== What the task asks ==
Write out each line beneath this one exactly as it reads.

=== Stored data ===

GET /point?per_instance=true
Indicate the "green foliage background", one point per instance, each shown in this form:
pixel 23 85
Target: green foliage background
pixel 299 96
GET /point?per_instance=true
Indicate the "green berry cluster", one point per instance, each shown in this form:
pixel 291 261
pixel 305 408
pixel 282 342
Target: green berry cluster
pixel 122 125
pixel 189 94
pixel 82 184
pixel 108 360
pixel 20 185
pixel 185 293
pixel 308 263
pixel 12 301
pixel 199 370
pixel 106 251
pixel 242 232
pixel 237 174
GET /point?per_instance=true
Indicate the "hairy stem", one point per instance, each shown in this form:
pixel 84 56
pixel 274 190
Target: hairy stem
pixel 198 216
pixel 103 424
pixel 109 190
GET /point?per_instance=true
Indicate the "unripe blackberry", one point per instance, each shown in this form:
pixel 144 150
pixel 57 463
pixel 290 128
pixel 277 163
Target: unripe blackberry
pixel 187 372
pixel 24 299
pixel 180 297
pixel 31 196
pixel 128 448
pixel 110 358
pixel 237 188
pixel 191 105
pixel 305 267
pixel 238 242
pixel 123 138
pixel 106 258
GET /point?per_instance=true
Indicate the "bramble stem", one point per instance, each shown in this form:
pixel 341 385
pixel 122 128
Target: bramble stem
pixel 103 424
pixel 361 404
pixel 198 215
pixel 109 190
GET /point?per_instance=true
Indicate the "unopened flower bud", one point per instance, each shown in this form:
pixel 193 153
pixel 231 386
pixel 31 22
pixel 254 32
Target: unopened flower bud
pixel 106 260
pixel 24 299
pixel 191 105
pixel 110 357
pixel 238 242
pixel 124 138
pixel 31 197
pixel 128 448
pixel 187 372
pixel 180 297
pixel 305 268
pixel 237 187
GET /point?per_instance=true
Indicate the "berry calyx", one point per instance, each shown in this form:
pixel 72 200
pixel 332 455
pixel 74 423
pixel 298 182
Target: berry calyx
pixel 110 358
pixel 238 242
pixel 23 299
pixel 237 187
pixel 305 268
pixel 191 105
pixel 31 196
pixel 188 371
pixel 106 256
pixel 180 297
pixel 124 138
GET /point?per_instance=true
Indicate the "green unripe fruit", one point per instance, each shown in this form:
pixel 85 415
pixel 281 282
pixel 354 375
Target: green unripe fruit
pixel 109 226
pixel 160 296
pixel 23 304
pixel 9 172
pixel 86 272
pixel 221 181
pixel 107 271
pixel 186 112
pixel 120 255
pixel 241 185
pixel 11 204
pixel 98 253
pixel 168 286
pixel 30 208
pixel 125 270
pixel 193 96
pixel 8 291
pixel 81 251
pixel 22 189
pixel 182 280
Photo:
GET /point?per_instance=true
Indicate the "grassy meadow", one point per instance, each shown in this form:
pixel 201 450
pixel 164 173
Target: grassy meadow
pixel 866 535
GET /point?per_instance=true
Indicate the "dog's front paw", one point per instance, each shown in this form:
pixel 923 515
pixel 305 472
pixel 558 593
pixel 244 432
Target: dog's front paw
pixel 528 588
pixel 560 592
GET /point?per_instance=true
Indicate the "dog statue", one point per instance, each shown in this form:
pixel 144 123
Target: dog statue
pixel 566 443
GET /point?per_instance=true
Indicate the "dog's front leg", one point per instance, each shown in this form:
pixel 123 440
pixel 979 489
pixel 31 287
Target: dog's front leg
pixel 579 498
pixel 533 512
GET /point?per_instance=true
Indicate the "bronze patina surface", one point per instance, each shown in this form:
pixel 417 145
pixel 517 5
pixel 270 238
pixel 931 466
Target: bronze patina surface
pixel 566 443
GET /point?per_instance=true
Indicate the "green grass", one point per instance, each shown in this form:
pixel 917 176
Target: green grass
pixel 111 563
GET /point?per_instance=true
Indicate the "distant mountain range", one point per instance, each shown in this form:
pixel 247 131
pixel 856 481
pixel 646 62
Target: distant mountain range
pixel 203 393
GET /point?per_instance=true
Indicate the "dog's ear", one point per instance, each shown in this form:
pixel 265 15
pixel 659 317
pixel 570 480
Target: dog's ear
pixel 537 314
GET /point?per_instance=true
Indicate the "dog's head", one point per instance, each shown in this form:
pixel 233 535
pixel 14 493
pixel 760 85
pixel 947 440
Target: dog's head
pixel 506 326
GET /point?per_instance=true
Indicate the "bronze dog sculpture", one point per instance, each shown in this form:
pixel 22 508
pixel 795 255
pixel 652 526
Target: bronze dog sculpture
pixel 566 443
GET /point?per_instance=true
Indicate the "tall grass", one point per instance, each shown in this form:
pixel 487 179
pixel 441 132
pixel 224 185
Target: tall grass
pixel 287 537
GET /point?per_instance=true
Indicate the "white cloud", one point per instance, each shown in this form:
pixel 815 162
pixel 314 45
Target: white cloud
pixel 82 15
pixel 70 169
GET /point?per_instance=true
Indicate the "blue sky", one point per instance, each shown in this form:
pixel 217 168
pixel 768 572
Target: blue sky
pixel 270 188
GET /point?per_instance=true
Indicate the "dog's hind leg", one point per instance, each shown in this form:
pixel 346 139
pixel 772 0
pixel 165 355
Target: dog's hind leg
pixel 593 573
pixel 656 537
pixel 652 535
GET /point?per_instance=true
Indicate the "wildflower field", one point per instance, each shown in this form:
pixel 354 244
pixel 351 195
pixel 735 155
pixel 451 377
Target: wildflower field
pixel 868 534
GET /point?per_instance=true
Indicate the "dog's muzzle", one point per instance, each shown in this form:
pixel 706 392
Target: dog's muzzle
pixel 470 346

===

== Response to the task ==
GET /point?per_instance=true
Indicate the "green foliage background", one point per instance, each shown in this form:
pixel 23 85
Target: green foliage background
pixel 299 96
GET /point?per_instance=true
Indicate the "green berry cluster", one point per instance, each shown in this form:
pixel 291 261
pixel 305 408
pixel 282 342
Target: green berry cluster
pixel 122 125
pixel 189 94
pixel 82 184
pixel 108 360
pixel 20 185
pixel 185 293
pixel 308 263
pixel 12 301
pixel 199 370
pixel 106 251
pixel 242 232
pixel 237 174
GET /point?per_instance=true
Indicate the "hairy stem", one point per instance, each shown in this form:
pixel 84 56
pixel 274 190
Target: hairy stem
pixel 198 216
pixel 103 424
pixel 109 190
GET /point?per_instance=true
Indicate the "unripe blackberry", one point per instance, each shown in this form:
pixel 144 150
pixel 57 463
pixel 290 128
pixel 277 163
Target: unripe blackberry
pixel 187 372
pixel 24 299
pixel 180 297
pixel 31 196
pixel 128 448
pixel 110 358
pixel 237 188
pixel 191 105
pixel 305 267
pixel 238 242
pixel 123 138
pixel 106 258
GET /point?per_instance=true
Indicate the "bramble stem", one point per instance, each shown in this form:
pixel 341 385
pixel 122 128
Target: bramble stem
pixel 103 424
pixel 361 404
pixel 198 215
pixel 109 190
GET /point?per_instance=true
Indicate the "unopened flower bud", one point per instance, each shown in this form:
pixel 193 153
pixel 231 386
pixel 31 22
pixel 254 32
Target: unopened flower bud
pixel 106 260
pixel 24 299
pixel 191 105
pixel 110 357
pixel 238 242
pixel 124 138
pixel 31 197
pixel 128 448
pixel 187 372
pixel 180 297
pixel 305 268
pixel 237 187
GET /point?per_instance=true
Indicate the "berry calyx", one point per instance, each shown in this form:
pixel 72 200
pixel 332 455
pixel 74 423
pixel 298 182
Target: berry calyx
pixel 110 358
pixel 238 242
pixel 23 299
pixel 237 187
pixel 305 268
pixel 191 105
pixel 31 196
pixel 188 371
pixel 106 256
pixel 180 297
pixel 124 138
GET /point?per_instance=true
Indicate the "green unripe fruit", one point per instance, each shown in this form:
pixel 85 415
pixel 281 282
pixel 354 375
Target: green unripe fruit
pixel 109 226
pixel 160 296
pixel 23 304
pixel 9 172
pixel 86 272
pixel 221 181
pixel 107 271
pixel 186 112
pixel 120 255
pixel 241 185
pixel 11 204
pixel 98 253
pixel 168 286
pixel 30 208
pixel 125 270
pixel 193 96
pixel 8 291
pixel 81 251
pixel 22 189
pixel 182 280
Photo:
GET /point?per_instance=true
Indicate the "grassy meadow", one point per instance, each shown in this form:
pixel 201 450
pixel 164 173
Target: grassy meadow
pixel 866 535
GET /point?per_instance=true
Indicate the "dog's front paw", one point per instance, each shown in this form:
pixel 923 515
pixel 305 472
pixel 558 593
pixel 244 432
Target: dog's front paw
pixel 528 588
pixel 560 592
GET /point?per_instance=true
Indicate the "dog statue", one point per instance, each shown in this form:
pixel 144 123
Target: dog statue
pixel 566 443
GET /point?per_instance=true
Indicate the "dog's front leg", one point per instance, each shown in this form:
pixel 123 440
pixel 979 489
pixel 31 287
Target: dog's front leg
pixel 579 498
pixel 533 512
GET /point?per_instance=true
Indicate the "bronze patina surface", one point per instance, each shown in this form:
pixel 417 145
pixel 517 5
pixel 270 238
pixel 931 466
Target: bronze patina surface
pixel 566 443
GET /point?per_instance=true
Indicate the "green grass", one point per instance, each shown in this form:
pixel 917 176
Target: green grass
pixel 111 563
GET /point?per_instance=true
Indicate the "distant mountain range", one point per instance, each shown in this form:
pixel 247 131
pixel 856 481
pixel 646 62
Target: distant mountain range
pixel 203 393
GET /point?per_instance=true
Indicate the "dog's ear", one point per instance, each shown in this form:
pixel 265 15
pixel 659 317
pixel 570 480
Target: dog's ear
pixel 537 314
GET /point?per_instance=true
Indicate the "dog's head", one point per instance, each shown in this form:
pixel 233 535
pixel 14 493
pixel 760 85
pixel 947 440
Target: dog's head
pixel 506 326
GET /point?per_instance=true
Indicate the "bronze dog sculpture", one point per instance, each shown in this form:
pixel 22 508
pixel 795 255
pixel 652 526
Target: bronze dog sculpture
pixel 566 443
GET /point?per_instance=true
Indicate the "tall grass", one point per instance, each shown in this form:
pixel 487 179
pixel 441 132
pixel 224 185
Target: tall grass
pixel 287 537
GET /point?per_instance=true
Indicate the "white cloud", one point per instance, each shown in this form:
pixel 815 162
pixel 314 45
Target: white cloud
pixel 82 15
pixel 70 169
GET /point?per_instance=true
Indicate the "blue sky", one point per instance, each shown in this form:
pixel 217 168
pixel 768 572
Target: blue sky
pixel 270 188
GET /point?per_instance=true
Indicate the "dog's hind leg", one point per instance, each shown in this form:
pixel 346 139
pixel 772 0
pixel 165 355
Target: dog's hind leg
pixel 593 573
pixel 656 537
pixel 652 535
GET /point?per_instance=true
Indicate the "wildflower field", one point per instance, each shown in this form:
pixel 354 244
pixel 351 195
pixel 735 155
pixel 451 377
Target: wildflower field
pixel 868 534
GET /point?per_instance=true
Indicate the "dog's muzzle", one point per instance, each shown in this form:
pixel 706 392
Target: dog's muzzle
pixel 470 346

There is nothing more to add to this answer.